**Text provided:**
Earlier this month, SpaceX transported Booster 7 (B7) in the opposite direction, returning the 67-meter (~220 ft) tall rocket to Starbase’s orbital launch site (OLS) for the second time after it was forced to head back to the factory for repairs. Repairs completed, SpaceX dove headfirst into the process of verifying that the booster had been returned to full health and immediately filled its tanks to the brim with at least 3000 tons (>6.5M lb) of liquid nitrogen and oxygen – better known as a cryogenic proof test.

Less than 48 hours after completing its first post-repair test, Booster 7 sailed through another full cryoproof test without losing a beat. On May 13th, two days later, SpaceX attached a crane to Super Heavy B7 and removed it from the orbital launch mount before rolling the rocket back to Starbase’s build site on May 14th. Without official confirmation, which is increasingly rare, it was impossible to determine the results of the testing with certainty, but the speed of the process and Booster 7’s rapid launch mount removal made the two most extreme outcomes the most likely.

**What is required:**
Update the Booster 7 passage from "Less than 48" to "the most likely.", putting "gantry crane" wherever "crane" appears.

**Recorded data:**
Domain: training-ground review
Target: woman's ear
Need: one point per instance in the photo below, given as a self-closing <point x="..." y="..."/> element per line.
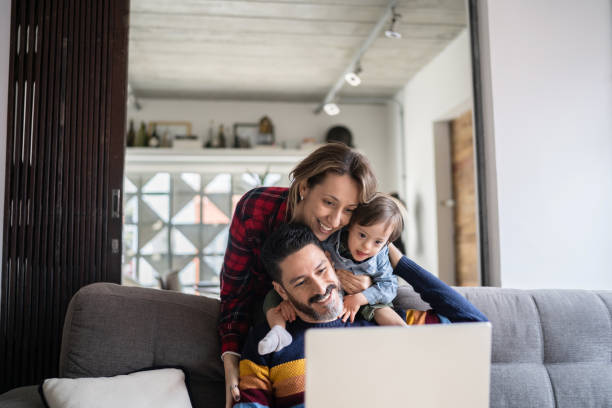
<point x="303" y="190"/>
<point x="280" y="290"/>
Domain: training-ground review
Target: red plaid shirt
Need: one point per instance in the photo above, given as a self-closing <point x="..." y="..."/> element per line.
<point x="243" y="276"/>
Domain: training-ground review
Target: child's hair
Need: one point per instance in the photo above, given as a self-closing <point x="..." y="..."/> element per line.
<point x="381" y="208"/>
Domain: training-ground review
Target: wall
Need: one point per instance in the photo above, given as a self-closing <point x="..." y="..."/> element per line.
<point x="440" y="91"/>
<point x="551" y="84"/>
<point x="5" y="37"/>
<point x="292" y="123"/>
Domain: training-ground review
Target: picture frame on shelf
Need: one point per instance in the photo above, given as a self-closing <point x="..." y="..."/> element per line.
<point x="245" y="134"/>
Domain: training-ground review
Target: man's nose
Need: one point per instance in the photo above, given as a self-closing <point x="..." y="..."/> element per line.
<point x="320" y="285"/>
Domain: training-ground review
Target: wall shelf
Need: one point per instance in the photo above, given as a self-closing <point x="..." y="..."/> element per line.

---

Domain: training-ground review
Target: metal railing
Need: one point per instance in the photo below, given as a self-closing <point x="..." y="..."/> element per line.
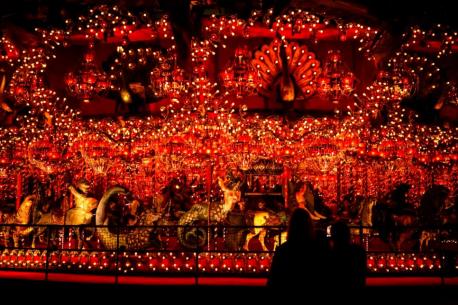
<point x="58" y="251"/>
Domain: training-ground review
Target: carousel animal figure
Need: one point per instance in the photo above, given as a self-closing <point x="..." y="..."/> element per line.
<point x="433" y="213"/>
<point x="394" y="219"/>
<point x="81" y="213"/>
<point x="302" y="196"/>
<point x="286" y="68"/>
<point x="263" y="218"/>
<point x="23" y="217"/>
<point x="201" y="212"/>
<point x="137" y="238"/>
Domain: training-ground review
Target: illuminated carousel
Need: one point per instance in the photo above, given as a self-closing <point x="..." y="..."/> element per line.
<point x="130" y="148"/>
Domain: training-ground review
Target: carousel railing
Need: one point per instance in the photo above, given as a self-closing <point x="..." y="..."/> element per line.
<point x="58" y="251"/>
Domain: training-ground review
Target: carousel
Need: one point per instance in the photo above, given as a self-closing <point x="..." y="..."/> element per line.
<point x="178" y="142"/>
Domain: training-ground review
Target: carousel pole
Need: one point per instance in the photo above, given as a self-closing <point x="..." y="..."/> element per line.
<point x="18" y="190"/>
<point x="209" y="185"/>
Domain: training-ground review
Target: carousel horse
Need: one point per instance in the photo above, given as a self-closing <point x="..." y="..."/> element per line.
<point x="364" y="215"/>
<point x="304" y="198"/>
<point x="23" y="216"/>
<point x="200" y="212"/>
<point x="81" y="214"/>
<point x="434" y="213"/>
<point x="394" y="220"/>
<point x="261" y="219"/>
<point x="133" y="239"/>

**The output:**
Less than 48 hours after completing its first post-repair test, Booster 7 sailed through another full cryoproof test without losing a beat. On May 13th, two days later, SpaceX attached a gantry crane to Super Heavy B7 and removed it from the orbital launch mount before rolling the rocket back to Starbase’s build site on May 14th. Without official confirmation, which is increasingly rare, it was impossible to determine the results of the testing with certainty, but the speed of the process and Booster 7’s rapid launch mount removal made the two most extreme outcomes the most likely.